▶ **Text block**
Content starts

Compared with provincial governors and ministers, students at a younger age and those from publicity departments are more active in class. They are also more critical about a teacher's performance. In the past a teacher, unable to keep his class going on because he failed to convince students of his opinions, lost his post. After the semester ended, the teacher received 37 points in a 100-point appraisal.


According to the current appraisal system, the full mark for a lecture is 10 points. Any lecture scored under nine is deemed a major malfunction of the teacher. If such an event occurs, proper administrative departments in the school will hold a meeting with all the teachers to resolve the problem.


The appraisal system was introduced into the school not long ago. Currently the school publishes each teacher's score at the end of each term. Xie Chuantao said in his department, if a teacher has a score lower than department's average, he or she would be suspended from teaching for a while. "Competition here is very tough. No one will feel good if his score is lower than others," said Xie.

In the school, teachers must have a sense of propriety about what they may say in class. All lectures should be given in the framework of the rules and policies of the Party. For Xu Xianglin, a professor engaged in the study of agriculture, farmers and the countryside, this requirement is not difficult to meet because "all teachers here support the policies". For Xu, the difficulty is how to properly convey his opinions to students.


On the other hand, some students still fear expressing their thoughts in class. A former student in the class for young and middle-aged officials said that he was always careful about his words because staff from the Organization Department of the CPC Central Committee often sat in the corner of the classroom. However, he admitted, "The outspoken ones have more chances of being promoted".

Content ends

▶ **Data to examine**
Content starts

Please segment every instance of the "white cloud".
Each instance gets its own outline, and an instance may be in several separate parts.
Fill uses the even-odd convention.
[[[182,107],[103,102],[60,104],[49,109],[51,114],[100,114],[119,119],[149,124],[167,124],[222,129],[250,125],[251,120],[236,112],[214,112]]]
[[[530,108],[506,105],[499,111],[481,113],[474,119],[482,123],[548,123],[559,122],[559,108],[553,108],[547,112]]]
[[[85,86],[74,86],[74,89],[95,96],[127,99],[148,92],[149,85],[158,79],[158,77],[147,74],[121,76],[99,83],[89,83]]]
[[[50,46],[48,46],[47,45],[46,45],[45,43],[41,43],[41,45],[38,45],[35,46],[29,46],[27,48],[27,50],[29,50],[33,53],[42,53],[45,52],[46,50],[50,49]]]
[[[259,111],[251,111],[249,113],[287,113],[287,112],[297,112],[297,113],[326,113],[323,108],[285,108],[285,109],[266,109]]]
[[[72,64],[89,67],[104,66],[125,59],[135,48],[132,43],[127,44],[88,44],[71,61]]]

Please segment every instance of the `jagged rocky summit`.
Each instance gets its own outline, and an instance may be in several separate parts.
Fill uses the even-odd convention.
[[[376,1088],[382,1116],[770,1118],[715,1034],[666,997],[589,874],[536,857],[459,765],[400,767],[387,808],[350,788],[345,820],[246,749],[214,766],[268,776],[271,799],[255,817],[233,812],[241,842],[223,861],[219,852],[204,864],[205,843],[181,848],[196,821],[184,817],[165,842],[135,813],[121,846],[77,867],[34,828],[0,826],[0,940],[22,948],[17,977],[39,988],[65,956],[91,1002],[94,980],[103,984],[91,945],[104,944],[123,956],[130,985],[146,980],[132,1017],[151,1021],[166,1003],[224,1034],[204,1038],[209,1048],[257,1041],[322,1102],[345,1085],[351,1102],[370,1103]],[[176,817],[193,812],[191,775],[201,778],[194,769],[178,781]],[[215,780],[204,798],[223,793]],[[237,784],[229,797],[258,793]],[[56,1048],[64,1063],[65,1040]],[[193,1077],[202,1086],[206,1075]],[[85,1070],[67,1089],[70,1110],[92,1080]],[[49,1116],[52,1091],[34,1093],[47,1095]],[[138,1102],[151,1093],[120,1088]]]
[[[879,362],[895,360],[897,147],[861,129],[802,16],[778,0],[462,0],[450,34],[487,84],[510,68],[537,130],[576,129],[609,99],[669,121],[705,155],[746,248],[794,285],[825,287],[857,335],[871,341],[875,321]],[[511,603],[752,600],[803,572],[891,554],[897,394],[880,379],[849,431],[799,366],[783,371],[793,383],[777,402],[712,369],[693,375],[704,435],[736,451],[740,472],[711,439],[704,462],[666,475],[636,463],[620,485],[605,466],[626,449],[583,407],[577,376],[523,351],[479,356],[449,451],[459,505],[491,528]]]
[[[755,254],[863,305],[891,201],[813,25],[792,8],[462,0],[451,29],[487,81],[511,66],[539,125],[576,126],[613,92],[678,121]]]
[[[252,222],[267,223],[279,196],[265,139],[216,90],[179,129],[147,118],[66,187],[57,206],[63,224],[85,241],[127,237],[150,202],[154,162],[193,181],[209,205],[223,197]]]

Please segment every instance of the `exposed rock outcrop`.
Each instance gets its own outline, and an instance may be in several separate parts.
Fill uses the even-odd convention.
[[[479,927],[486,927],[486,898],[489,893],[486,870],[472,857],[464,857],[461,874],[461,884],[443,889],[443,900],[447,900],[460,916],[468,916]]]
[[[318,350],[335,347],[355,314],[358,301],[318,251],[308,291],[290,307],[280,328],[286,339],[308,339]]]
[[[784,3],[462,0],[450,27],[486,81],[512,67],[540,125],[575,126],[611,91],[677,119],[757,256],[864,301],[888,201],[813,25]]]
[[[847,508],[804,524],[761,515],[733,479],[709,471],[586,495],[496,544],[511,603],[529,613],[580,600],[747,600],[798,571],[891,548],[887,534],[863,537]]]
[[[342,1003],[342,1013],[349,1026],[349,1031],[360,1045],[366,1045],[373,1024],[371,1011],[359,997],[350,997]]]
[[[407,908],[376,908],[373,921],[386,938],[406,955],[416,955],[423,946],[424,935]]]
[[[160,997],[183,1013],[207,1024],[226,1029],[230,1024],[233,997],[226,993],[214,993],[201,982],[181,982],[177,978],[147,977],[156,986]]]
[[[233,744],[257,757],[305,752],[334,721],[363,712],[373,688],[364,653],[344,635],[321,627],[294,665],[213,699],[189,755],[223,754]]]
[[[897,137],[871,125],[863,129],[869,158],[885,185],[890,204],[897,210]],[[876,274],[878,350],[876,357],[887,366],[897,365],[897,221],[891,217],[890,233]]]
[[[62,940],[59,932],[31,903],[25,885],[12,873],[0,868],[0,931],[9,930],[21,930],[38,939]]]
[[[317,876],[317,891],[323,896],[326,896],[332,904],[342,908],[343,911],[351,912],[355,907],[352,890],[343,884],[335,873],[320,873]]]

Content ends

▶ **What this exercise asks**
(A) Write out the passage on the school's teacher appraisals word for word, starting with "The appraisal system" and going on through "opinions to students.".
(B) List every point figure that the passage on the school's teacher appraisals gives.
(C) Carry on the passage on the school's teacher appraisals from its last sentence.

▶ **Answers**
(A)
The appraisal system was introduced into the school not long ago. Currently the school publishes each teacher's score at the end of each term. Xie Chuantao said in his department, if a teacher has a score lower than department's average, he or she would be suspended from teaching for a while. "Competition here is very tough. No one will feel good if his score is lower than others," said Xie.

In the school, teachers must have a sense of propriety about what they may say in class. All lectures should be given in the framework of the rules and policies of the Party. For Xu Xianglin, a professor engaged in the study of agriculture, farmers and the countryside, this requirement is not difficult to meet because "all teachers here support the policies". For Xu, the difficulty is how to properly convey his opinions to students.

(B)
- 37 points
- 100-point appraisal
- 10 points
- nine

(C)
In this school, students in different classes have the rare opportunity to communicate with each other. Officials at the prefecture level and those at the provincial level eat in different canteens and live in different dormitory buildings. "I rarely saw my leaders on campus unless they asked me to attend meetings," recalled a middle-level official in the education system. When she attended classes at the school, Chen Zhili, the then minister of education, was also studying in the school. At that time, the minister grasped the chance and held several meetings with students from various education fields.


Since students in the school come from every part of the large country, an ideological gap is obvious between those from developed regions and underdeveloped regions. They tend to have different opinions for one issue. Professor Jin Wei recalled in one of her classes how she told the students that having extramarital sex would pose great risks to spreading AIDS. A student immediately retorted that if there were no direct touch, the AIDS virus would not be transmitted. However, another student later told Jin Wei that he was totally confused during class, because initially, he thought that the teacher had intended to educate them on self discipline. Fortunately, he finally realized that the teacher simply wanted to convey public health information.